It's odd that for years, I was very mature. Saturn in Libra had a strong effect on me as a child, going through my 12th, and then crossing my 1st house - I was a very adult, calm (on the outside) and kind kid. For some reason, over the past year or so, I've been feeling less mature - in reaction to certain events of various kinds - and I've owned it, and said that I'm trying to correct it. I was trying to switch mindsets, and not complain so much - especially since it was so embarrassing, and something that I never would have done in the past - but she (I) still had trouble. I didn't create a shitstorm, it was a storm in a teacup (or an unintended few more). My usual way of going into seclusion wasn't working for me, because I needed company - not attention, but company.

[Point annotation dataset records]
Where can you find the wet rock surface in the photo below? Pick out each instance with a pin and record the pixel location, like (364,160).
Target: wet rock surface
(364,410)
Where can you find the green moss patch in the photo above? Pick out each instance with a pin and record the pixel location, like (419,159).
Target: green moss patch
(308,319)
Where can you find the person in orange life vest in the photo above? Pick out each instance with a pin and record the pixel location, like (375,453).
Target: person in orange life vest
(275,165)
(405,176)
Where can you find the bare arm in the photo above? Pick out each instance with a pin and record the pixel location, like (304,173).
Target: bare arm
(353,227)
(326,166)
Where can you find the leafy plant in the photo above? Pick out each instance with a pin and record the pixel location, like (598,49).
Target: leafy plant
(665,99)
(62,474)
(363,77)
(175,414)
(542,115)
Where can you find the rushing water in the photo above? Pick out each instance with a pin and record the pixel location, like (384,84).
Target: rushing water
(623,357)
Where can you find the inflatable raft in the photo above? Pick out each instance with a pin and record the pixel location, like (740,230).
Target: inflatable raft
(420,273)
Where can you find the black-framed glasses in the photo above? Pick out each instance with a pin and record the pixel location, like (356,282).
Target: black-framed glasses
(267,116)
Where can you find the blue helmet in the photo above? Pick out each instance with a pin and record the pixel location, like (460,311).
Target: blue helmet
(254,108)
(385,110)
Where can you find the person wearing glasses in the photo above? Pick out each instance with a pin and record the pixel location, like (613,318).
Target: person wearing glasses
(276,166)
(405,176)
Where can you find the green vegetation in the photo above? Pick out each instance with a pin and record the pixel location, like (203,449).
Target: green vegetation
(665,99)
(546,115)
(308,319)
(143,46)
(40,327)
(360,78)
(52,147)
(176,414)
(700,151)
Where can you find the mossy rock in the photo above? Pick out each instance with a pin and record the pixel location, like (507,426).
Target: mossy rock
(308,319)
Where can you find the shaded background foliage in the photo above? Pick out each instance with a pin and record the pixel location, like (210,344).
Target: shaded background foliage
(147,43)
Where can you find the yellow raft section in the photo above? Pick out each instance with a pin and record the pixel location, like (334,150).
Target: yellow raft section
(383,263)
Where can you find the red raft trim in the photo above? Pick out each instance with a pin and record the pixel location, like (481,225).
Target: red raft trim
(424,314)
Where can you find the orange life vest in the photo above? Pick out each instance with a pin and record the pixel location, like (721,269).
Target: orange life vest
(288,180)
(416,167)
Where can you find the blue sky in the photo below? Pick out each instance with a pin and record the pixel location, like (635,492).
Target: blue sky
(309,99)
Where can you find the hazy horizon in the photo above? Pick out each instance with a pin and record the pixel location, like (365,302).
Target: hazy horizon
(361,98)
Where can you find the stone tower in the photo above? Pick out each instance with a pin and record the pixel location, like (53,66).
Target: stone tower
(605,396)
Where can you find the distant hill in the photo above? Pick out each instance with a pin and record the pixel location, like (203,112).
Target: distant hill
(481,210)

-- Short exercise 1 --
Answer these questions from the passage on maturity.
(a) What sign was Saturn in when it had a strong effect on the writer as a child?
(b) For about how long has the writer been feeling less mature?
(c) Why wasn't the writer's usual way of going into seclusion working?
-- Short exercise 2 --
In the passage on maturity, begin at the words "It's odd that" and stop after "attention, but company.". Rewrite that stretch with "seclusion" changed to "solitude".

-- Task response 1 --
(a) Libra
(b) Over the past year or so
(c) Because the writer needed company, not attention but company.

-- Task response 2 --
It's odd that for years, I was very mature. Saturn in Libra had a strong effect on me as a child, going through my 12th, and then crossing my 1st house - I was a very adult, calm (on the outside) and kind kid. For some reason, over the past year or so, I've been feeling less mature - in reaction to certain events of various kinds - and I've owned it, and said that I'm trying to correct it. I was trying to switch mindsets, and not complain so much - especially since it was so embarrassing, and something that I never would have done in the past - but she (I) still had trouble. I didn't create a shitstorm, it was a storm in a teacup (or an unintended few more). My usual way of going into solitude wasn't working for me, because I needed company - not attention, but company.